=== Material provided ===

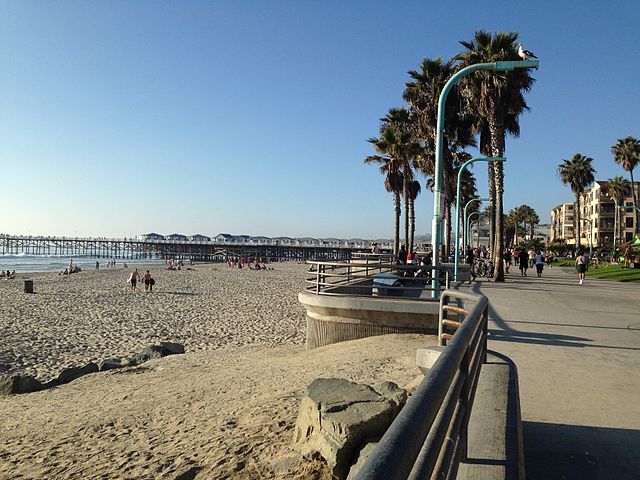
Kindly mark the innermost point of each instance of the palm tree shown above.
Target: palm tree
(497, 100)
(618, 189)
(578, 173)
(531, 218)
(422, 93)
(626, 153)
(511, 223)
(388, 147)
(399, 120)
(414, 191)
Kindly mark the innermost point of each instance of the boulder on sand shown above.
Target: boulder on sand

===
=== Material provided ===

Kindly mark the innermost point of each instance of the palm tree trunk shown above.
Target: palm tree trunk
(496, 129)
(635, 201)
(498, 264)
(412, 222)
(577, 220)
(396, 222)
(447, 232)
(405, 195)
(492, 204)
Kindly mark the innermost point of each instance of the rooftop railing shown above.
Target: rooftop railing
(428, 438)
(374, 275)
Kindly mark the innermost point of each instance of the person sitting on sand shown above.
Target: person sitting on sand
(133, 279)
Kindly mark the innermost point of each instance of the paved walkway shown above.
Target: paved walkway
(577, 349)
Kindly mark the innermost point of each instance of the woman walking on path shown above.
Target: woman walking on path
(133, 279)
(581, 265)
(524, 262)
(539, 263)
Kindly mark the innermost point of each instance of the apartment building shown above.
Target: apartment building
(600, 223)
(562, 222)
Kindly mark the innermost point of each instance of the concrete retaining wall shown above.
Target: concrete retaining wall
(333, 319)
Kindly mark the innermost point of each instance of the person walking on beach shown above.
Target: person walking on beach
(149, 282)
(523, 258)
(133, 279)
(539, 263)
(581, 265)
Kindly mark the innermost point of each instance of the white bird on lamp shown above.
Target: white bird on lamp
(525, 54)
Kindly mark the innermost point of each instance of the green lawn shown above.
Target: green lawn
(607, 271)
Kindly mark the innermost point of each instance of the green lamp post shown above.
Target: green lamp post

===

Goal of the exercise: Retype the material word for word, from the line containing "Kindly mark the innermost point of each instance of the white" through the line containing "Target: green lamp post", including both of those lines.

Full output:
Kindly mark the innermost point of each instance of the white bird on lamp shown above.
Target: white bird on lamp
(525, 54)
Kindly mark the innermost point of each instance of the green lawn shown above.
Target: green lawn
(607, 271)
Kindly mark the innermost point of each instance of the green lamp post shown above.
Target: green lamp post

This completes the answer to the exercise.